■ **Work to be completed**: An exact copy of every record is required.

■ **Records for the task**:
* * *
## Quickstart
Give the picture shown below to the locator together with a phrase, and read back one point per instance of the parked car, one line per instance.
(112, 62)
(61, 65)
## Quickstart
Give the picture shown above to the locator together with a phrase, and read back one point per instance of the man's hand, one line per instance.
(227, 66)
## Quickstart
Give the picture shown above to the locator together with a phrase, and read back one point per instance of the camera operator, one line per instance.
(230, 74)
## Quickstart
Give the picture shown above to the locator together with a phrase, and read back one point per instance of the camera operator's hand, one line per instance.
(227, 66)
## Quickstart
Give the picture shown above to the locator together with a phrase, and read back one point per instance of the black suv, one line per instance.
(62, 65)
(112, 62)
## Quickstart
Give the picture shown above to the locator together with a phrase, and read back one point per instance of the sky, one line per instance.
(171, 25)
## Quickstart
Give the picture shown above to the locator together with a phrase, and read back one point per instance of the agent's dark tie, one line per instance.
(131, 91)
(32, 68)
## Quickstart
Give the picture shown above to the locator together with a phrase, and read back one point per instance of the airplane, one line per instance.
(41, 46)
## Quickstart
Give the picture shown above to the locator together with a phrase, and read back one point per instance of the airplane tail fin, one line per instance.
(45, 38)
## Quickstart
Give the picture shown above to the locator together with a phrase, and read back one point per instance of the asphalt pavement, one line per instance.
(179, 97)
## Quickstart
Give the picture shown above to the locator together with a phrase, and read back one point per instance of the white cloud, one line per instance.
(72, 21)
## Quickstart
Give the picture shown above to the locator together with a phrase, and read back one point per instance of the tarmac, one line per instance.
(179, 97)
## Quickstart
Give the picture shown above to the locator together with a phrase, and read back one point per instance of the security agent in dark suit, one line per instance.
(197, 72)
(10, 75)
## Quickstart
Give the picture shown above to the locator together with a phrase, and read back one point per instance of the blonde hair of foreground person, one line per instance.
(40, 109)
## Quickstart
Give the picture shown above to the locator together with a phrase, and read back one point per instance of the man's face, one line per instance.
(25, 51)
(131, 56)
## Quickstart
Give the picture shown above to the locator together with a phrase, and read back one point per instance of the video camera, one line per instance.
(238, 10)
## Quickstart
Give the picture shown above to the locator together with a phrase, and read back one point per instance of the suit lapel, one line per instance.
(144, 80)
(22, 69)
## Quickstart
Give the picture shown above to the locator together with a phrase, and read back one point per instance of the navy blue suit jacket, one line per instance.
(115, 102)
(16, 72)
* * *
■ **Answer area**:
## Quickstart
Give the picture shown below to the locator together with a phrase, and read back one point per instance of the parked car, one line per instance.
(112, 62)
(61, 65)
## Quickstart
Give the picture shown above to the locator together with a phrase, and read back one point per instance of the man's hand, one line per instance.
(227, 66)
## Quickstart
Give the picture shown above to the locator together with a phrase, and read back one point per instance of the camera operator, one line per instance.
(230, 74)
## Quickstart
Give the picture shown above to the locator together with a phrase, and read back one point per instance of the camera operator's hand, one line per instance.
(227, 66)
## Quickstart
Give the picture shown above to the locator together with a phrase, and read back one point per instance of the black suv, one line per instance.
(62, 65)
(112, 62)
## Quickstart
Give the picture shown above to the locator together with a phrase, and read back one point per instance of the sky, one line per instance.
(171, 25)
## Quickstart
Give the picture shown above to the locator together with a phrase, and read back one point per instance of the agent's dark tie, one line per instance.
(131, 91)
(32, 68)
## Quickstart
Give the picture shown above to the locator together with a phrase, and read back one point per instance of the airplane, one line per instance.
(41, 46)
## Quickstart
Give the picture shown above to the locator together with a phrase, and read back one point per instance of the airplane tail fin, one line per instance.
(45, 38)
## Quickstart
Give the picture shown above to the locator together with a phrase, and read back one point per instance of the asphalt pavement, one line per instance.
(179, 97)
## Quickstart
Give the picture shown above to the locator together with a phrase, and read back one point per instance of the white cloud, one line per instance.
(72, 21)
## Quickstart
Give the picture shown above to the locator together with a phrase, and read back one point per instance of the tarmac, one line per instance.
(179, 97)
## Quickstart
Give the picture shown above to the locator together with a phrase, and read back one point per instance of the security agent in dark suit, one line per instance.
(197, 72)
(10, 75)
## Quickstart
Give the picture shown above to the locator together with a phrase, and read back one point per instance of the blonde hair of foreground person, one line per instance.
(40, 109)
## Quickstart
Give the picture shown above to the locator together with a phrase, and read back one point per instance of the man's face, one line per instance.
(25, 51)
(131, 56)
## Quickstart
Give the picture shown above to the locator together with a phrase, and read back one point per instance of the video camera, one line per instance.
(238, 10)
## Quickstart
Give the picture shown above to the locator together with a phrase, and read back one point per instance of the suit lapel, one line per instance.
(144, 80)
(22, 69)
## Quickstart
Give the picture shown above to the locator together with a phrase, and read back one point per instance of the navy blue suit jacket, one line per instance.
(115, 102)
(16, 72)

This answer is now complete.